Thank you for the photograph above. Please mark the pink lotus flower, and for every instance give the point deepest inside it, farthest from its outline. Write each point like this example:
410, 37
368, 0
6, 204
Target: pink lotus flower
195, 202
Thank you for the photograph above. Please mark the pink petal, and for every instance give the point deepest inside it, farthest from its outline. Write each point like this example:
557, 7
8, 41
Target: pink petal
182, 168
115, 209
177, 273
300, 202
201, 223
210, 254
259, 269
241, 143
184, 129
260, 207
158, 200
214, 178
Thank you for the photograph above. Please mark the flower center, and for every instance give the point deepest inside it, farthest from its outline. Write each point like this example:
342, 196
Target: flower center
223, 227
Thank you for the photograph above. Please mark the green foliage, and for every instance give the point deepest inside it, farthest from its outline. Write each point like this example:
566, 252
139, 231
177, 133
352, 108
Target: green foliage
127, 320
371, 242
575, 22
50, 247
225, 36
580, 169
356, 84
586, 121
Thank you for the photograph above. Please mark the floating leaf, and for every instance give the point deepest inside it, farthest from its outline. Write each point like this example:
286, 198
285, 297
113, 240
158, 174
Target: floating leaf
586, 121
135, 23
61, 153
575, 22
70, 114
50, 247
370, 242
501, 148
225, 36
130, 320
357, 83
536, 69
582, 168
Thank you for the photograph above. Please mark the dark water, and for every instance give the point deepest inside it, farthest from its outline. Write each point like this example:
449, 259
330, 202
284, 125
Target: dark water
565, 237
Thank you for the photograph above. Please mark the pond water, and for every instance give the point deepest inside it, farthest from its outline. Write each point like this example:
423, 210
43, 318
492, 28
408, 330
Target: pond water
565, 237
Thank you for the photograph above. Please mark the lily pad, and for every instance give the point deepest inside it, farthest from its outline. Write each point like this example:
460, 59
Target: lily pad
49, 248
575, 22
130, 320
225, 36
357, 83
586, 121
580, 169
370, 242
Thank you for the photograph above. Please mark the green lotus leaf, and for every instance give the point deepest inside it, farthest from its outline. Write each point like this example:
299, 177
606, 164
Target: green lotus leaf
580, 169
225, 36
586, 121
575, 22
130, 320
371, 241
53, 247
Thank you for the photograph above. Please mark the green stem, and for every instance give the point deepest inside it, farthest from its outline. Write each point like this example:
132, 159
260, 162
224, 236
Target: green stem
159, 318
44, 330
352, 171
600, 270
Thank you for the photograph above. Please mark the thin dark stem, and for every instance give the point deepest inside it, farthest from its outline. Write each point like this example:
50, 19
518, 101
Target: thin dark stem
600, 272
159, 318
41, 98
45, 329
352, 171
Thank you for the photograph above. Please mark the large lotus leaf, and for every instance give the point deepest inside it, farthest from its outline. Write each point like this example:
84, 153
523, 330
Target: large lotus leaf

* [WHAT THE TASK ASKS]: Copy all the records above line by line, keeping every word, number and mark the same.

* [SOLVED PROBLEM]:
Thank you for the photograph above. Please mark the pink lotus flower, and for every instance give the point deepest inside it, farthest from its outline. Write each point like this example:
410, 37
368, 0
6, 204
Target: pink lotus flower
195, 202
Thank you for the photograph above. Please mark the pink petal, and for every instance give the point deepest inside it, farthest from its outline. Write each point like this example:
557, 7
8, 41
Target: pink petal
182, 168
115, 209
177, 273
300, 202
201, 223
210, 254
259, 269
241, 143
184, 129
260, 207
158, 200
214, 178
Thank you for the photograph above. Please mark the flower center, and for every instance give the point deepest inside it, farthest from its outline. Write each point like this example:
342, 196
Target: flower center
223, 227
Thank you for the photograph above. Please mark the green foliage, and for every instance give the point deepest inside it, farthest from its outline. Write each point like this example:
566, 252
139, 231
177, 133
352, 108
Target: green foliage
127, 320
371, 242
575, 22
50, 247
225, 36
580, 169
356, 84
586, 121
Thank you for the photograph above. Please mark the floating leaf, and for every instance give the point deepest inside it, farthest from its outline. Write each point like this example:
286, 198
285, 297
113, 240
158, 174
Target: floating leaf
586, 121
135, 23
61, 153
575, 22
70, 114
50, 247
370, 242
501, 148
225, 36
130, 320
357, 83
536, 69
582, 168
Thank you for the photograph above. Please mark the dark water, and for every instance give the point deepest inside it, farthest from its outline. Write each point like this example:
449, 259
330, 202
284, 125
Target: dark water
565, 237
Thank you for the photograph above. Please mark the pond water, and for every instance give the point deepest inside it, farthest from its outline. Write each point like this example:
423, 210
43, 318
492, 28
408, 330
Target: pond water
565, 237
Thank you for the photograph above. Please mark the lily pad, and for every instance give the point deepest inside it, farthest from its outline. Write each point like this example:
460, 59
Target: lily pad
49, 248
575, 22
130, 320
225, 36
357, 83
586, 121
580, 169
370, 242
Thank you for the photograph above. Please mark the green lotus leaf, and for every instance give the point deepest inside it, farthest from its outline. Write each point like this example:
299, 177
606, 164
Target: green lotus leaf
580, 169
225, 36
586, 121
575, 22
130, 320
371, 241
53, 247
Thank you for the photograph above. Please mark the green stem, and for every instance give the point deepest inside it, farthest from its outline. Write each point like this example:
132, 159
260, 162
224, 236
Target: green stem
159, 318
44, 330
352, 171
600, 270
Thank you for the photograph above. Please mark the thin dark stem, and for every instance give the point deepest inside it, farthest from its outline. Write each point like this example:
50, 19
518, 101
Target: thin dark stem
600, 272
159, 318
41, 98
45, 329
352, 171
Thank you for the photograph above. Please mark the large lotus leaf, and for every instance give the point deepest inside it, farthest from its outline. Write each point like this example:
84, 153
523, 330
Target: large lotus leaf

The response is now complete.